Passage:
Nobel Prize in medicine awarded for discovery of hepatitis C

Years later, British-born virologist Michael Houghton — then working for the pharmaceutical company Chiron — found a way to clone the virus and identified antibodies created against it by the host’s immune system; this led to the development of screening mechanisms to eliminate the virus in the blood supply. Through genetic analysis, then-Washington University in St. Louis researcher Charles M. Rice characterized the virus and set scientists on a path to finding a cure.

Hepatitis C, which is often transmitted through blood transfusions, causes severe inflammation of the liver and is blamed for 400,000 deaths annually.

The Nobel Committee called the three researchers’ work “a landmark achievement in our battle against viral infections.”

“It’s hard to find something that is of such benefit to mankind as what we are awarding this year,” said Thomas Perlmann, secretary of the Nobel Committee. “This discovery … has led to improvements for millions of people around the world.”

Hepatitis viruses come in two main forms: hepatitis A, which is transmitted through contaminated water or food and is rarely deadly; and hepatitis B and C, which are carried in blood and bodily fluids and can be far more dangerous. The latter viruses are “insidious,” the Nobel Committee said, because they can linger for years in the blood of an apparently healthy person before erupting into a dangerous disease.

Data under study:
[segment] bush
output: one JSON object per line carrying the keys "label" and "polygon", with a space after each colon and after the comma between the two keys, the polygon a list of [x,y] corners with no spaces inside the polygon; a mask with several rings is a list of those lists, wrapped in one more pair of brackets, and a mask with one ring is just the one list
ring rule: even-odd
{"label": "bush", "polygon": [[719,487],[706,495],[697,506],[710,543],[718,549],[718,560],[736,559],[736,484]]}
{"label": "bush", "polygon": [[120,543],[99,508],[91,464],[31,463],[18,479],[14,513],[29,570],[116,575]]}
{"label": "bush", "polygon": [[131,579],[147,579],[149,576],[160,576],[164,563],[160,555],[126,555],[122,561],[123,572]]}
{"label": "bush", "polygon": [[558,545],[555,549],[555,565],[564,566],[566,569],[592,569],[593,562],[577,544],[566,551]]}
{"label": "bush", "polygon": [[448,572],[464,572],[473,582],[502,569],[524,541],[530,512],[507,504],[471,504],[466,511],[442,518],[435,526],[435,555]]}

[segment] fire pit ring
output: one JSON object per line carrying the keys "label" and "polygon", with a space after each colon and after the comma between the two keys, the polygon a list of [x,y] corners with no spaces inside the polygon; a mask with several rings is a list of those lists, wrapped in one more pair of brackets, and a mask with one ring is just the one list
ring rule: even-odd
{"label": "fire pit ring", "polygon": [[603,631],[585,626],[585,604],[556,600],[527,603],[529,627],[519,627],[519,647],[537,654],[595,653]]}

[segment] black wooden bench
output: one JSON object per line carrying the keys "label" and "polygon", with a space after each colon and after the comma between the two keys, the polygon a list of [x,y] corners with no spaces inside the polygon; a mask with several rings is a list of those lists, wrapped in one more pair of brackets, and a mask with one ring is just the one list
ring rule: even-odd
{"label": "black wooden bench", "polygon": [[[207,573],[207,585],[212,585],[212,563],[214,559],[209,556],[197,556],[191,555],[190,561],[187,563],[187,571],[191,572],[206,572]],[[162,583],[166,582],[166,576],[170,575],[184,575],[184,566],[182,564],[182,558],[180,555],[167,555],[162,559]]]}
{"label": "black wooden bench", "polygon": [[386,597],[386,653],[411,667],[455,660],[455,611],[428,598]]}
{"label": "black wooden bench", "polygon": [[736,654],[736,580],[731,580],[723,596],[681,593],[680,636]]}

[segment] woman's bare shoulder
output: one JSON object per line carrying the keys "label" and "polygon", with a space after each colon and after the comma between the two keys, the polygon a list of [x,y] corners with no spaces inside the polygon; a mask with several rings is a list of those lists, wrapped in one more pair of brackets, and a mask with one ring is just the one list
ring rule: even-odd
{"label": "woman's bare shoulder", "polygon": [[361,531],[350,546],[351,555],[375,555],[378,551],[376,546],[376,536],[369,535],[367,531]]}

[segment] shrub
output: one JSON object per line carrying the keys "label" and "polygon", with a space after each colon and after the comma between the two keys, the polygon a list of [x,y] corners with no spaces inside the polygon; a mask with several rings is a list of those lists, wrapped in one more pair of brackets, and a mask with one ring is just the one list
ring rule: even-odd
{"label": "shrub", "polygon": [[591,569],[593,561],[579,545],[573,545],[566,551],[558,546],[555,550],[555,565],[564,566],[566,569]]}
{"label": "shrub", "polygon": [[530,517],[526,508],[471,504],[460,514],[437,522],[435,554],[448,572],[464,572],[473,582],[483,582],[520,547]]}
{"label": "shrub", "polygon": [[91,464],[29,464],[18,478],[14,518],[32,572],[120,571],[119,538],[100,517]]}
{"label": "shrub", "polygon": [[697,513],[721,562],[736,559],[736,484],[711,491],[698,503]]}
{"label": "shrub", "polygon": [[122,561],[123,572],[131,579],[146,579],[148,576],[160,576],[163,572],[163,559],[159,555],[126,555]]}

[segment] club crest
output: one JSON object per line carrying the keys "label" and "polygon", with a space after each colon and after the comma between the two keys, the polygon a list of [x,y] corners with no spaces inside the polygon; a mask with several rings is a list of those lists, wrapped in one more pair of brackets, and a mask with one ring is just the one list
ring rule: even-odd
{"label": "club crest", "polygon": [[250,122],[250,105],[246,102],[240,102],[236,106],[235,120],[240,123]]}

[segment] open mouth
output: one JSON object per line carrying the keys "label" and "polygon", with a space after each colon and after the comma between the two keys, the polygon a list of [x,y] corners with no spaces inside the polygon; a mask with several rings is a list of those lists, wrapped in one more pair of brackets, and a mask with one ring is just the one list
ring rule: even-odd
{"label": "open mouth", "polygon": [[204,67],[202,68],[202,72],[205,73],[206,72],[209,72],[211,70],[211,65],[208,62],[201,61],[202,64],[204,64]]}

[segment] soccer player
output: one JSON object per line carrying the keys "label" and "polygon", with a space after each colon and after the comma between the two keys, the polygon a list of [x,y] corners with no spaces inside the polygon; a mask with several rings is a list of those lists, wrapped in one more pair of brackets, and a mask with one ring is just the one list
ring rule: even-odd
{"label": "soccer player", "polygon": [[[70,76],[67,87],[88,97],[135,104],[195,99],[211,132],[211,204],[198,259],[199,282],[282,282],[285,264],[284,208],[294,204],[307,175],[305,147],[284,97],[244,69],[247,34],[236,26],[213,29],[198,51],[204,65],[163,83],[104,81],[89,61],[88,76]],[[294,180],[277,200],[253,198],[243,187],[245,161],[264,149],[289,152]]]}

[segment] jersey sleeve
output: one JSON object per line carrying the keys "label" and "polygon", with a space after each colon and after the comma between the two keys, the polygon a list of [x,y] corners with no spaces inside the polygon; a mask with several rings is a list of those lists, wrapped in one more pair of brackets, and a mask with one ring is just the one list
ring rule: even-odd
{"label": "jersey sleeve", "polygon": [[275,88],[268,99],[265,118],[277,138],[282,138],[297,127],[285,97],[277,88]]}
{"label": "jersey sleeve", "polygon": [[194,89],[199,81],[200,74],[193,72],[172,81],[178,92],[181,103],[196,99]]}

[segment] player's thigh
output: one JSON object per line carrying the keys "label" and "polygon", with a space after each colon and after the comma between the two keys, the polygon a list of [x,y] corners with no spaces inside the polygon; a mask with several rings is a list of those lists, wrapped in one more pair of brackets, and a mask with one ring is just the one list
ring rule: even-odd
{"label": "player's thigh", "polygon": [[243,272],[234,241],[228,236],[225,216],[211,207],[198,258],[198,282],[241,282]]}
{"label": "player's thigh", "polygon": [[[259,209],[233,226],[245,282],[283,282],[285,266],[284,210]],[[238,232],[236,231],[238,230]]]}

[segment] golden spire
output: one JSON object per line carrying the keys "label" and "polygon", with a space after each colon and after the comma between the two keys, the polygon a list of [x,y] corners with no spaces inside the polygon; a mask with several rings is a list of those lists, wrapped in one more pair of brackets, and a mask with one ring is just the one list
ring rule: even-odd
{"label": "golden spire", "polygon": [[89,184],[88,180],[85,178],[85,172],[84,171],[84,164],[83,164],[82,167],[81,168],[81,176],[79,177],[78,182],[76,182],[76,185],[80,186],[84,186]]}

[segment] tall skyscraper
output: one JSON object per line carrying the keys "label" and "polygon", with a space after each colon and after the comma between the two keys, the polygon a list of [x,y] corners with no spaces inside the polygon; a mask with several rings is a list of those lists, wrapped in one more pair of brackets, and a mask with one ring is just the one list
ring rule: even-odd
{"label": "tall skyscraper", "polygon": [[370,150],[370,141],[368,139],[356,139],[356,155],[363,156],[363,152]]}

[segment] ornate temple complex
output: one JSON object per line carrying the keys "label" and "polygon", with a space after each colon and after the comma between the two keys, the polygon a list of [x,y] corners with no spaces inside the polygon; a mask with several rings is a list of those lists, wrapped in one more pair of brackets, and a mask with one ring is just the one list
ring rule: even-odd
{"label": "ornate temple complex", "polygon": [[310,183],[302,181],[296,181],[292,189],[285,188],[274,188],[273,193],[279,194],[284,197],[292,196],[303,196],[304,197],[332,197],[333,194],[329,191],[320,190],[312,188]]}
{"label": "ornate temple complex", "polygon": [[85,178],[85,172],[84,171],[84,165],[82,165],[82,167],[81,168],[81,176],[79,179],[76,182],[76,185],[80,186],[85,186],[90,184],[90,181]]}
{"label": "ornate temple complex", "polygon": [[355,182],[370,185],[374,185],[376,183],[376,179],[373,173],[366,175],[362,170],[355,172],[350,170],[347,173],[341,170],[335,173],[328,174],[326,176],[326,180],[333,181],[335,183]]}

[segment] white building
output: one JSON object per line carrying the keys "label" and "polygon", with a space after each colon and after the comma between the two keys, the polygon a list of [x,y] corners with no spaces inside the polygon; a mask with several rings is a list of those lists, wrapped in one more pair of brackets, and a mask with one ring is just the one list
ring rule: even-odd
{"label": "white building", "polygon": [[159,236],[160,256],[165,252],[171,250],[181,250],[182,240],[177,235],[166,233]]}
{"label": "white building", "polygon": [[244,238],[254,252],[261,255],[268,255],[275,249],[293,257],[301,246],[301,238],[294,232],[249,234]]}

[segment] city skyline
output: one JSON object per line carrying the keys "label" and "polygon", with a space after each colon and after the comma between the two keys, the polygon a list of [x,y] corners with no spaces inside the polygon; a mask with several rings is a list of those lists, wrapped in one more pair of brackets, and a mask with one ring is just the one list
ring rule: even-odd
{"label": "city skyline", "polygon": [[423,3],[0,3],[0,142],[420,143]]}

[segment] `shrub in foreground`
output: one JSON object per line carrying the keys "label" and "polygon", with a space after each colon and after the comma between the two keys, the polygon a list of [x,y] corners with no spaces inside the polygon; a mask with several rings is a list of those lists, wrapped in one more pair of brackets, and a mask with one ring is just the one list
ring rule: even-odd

Work task 1: According to the hepatitis C Nobel Prize article, how many deaths per year is hepatitis C blamed for?
Work task 2: Name every person mentioned by name in the hepatitis C Nobel Prize article.
Work task 3: Turn the paragraph of the hepatitis C Nobel Prize article that begins "Hepatitis viruses come in two main forms" into a short list that keeps its main facts.

Written reply 1: 400,000 deaths annually.

Written reply 2: Michael Houghton, Charles M. Rice, Thomas Perlmann

Written reply 3:
- Hepatitis A: transmitted through contaminated water or food; rarely deadly.
- Hepatitis B and C: carried in blood and bodily fluids; can be far more dangerous.
- The Nobel Committee called B and C "insidious" because they can linger for years in the blood of an apparently healthy person before erupting into a dangerous disease.